[Items listed in a dataset]
------------------------------------------------
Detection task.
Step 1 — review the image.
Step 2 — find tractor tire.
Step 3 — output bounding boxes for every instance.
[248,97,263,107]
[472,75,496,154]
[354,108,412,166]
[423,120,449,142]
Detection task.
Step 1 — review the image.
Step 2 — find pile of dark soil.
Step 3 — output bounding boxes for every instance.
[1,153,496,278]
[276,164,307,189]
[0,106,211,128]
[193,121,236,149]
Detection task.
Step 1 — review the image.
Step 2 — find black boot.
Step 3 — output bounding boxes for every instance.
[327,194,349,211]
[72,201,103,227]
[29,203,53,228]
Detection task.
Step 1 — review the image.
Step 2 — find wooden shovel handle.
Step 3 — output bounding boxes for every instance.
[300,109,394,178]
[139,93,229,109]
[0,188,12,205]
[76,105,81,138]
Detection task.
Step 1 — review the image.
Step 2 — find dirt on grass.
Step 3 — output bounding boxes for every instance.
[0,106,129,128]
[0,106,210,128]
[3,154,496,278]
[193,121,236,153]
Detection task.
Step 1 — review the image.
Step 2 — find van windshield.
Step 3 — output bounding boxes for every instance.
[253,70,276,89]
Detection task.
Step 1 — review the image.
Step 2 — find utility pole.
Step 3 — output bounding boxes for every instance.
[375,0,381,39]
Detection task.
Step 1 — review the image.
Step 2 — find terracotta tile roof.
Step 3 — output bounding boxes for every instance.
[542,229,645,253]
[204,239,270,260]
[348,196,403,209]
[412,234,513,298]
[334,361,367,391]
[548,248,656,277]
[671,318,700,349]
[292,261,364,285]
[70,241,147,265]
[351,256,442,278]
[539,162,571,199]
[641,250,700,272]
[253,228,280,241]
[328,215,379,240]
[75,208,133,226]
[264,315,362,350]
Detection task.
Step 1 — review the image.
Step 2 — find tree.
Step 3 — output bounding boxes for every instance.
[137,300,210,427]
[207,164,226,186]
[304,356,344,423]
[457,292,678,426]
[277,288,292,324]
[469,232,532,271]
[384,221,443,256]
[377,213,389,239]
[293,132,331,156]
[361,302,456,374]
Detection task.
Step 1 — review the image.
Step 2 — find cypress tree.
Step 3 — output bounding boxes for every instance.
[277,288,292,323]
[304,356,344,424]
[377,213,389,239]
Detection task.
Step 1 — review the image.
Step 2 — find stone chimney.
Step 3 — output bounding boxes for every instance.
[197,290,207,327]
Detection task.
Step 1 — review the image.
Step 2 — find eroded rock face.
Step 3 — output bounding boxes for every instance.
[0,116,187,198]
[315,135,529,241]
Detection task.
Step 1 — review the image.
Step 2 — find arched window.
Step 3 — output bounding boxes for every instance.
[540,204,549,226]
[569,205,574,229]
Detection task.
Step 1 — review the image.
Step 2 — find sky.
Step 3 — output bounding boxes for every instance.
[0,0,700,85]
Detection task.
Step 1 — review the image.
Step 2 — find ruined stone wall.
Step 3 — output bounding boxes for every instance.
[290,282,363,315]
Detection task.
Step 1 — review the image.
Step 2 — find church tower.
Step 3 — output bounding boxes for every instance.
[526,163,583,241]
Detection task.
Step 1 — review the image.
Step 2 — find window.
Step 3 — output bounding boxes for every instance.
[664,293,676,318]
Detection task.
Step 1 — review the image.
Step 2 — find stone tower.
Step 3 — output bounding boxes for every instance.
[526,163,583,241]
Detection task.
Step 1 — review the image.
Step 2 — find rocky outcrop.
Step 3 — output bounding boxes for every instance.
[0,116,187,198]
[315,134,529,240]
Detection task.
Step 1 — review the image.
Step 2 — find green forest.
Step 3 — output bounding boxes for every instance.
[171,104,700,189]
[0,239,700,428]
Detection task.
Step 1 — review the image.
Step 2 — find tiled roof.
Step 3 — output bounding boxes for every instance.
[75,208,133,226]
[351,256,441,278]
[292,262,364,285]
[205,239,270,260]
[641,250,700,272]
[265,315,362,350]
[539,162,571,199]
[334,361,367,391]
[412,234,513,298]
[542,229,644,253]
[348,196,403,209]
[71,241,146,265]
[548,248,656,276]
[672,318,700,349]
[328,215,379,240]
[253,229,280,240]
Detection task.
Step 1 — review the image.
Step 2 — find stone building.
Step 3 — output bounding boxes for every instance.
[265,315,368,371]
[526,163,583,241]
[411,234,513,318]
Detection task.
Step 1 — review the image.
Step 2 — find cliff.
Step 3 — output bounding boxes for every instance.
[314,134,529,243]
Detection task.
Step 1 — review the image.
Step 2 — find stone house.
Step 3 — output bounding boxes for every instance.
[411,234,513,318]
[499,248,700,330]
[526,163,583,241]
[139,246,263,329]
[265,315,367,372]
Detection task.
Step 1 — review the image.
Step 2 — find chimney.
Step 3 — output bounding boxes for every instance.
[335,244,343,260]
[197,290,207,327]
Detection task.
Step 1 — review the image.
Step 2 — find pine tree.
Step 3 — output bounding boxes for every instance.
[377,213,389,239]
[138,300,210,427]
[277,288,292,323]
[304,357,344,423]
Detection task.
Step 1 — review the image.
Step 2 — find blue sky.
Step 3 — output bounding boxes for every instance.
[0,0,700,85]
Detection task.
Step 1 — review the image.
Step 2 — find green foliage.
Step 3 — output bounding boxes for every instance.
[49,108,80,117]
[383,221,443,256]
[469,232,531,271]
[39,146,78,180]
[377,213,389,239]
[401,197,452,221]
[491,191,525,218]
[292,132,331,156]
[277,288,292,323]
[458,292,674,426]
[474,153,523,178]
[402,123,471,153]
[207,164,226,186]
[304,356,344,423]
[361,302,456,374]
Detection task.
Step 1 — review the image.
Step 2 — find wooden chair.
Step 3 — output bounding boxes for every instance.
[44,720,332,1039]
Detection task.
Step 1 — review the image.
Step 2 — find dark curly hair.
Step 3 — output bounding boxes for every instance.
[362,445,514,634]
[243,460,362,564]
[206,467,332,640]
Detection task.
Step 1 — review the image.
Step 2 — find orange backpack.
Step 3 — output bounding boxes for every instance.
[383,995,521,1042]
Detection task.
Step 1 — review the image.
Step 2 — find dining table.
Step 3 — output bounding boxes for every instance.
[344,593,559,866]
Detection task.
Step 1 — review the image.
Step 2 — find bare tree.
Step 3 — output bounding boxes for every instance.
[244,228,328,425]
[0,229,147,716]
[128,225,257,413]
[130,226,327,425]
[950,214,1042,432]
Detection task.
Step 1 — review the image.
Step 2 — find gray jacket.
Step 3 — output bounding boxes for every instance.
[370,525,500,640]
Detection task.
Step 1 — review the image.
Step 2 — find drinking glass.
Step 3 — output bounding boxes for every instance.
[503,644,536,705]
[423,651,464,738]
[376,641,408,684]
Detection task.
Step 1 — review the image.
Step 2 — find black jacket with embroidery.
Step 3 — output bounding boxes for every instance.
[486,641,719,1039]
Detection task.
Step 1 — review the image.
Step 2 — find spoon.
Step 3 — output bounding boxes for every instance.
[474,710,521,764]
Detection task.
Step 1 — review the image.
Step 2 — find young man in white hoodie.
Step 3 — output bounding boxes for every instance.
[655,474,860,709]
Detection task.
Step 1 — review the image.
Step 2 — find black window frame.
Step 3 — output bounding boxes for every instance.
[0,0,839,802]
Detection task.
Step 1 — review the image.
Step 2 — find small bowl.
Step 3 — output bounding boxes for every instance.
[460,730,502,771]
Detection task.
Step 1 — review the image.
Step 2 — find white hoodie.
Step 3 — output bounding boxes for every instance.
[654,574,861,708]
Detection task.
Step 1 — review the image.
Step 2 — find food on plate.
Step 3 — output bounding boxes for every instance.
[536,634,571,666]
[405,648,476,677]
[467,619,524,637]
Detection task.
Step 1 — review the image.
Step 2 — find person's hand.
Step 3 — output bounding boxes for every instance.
------------------------------------------------
(WHAT IS REQUIRED):
Reproduce every line, requests included, between the first line of the records and the line holding "[29,203,53,228]", inclusive, and shift each bounding-box coordinate in the answers by -126. Output only those lines.

(FULL SOLUTION):
Detection task.
Step 1 — review the image.
Step 2 — find tractor tire.
Step 3 — output bounding boxes for every instance.
[122,-29,137,-19]
[346,-51,370,28]
[228,-18,286,40]
[297,-6,323,16]
Detection task.
Step 1 — review the image.
Step 2 — find pile of dark soil.
Step 3 — output bounding boxes for every instance.
[-125,27,370,152]
[150,38,181,63]
[-126,-20,85,2]
[67,-5,110,23]
Detection task.
Step 1 — review the image.
Step 2 — find black boot.
Step 3 — output bounding boxes for every instance.
[201,68,223,85]
[-54,75,-23,101]
[-97,77,-73,102]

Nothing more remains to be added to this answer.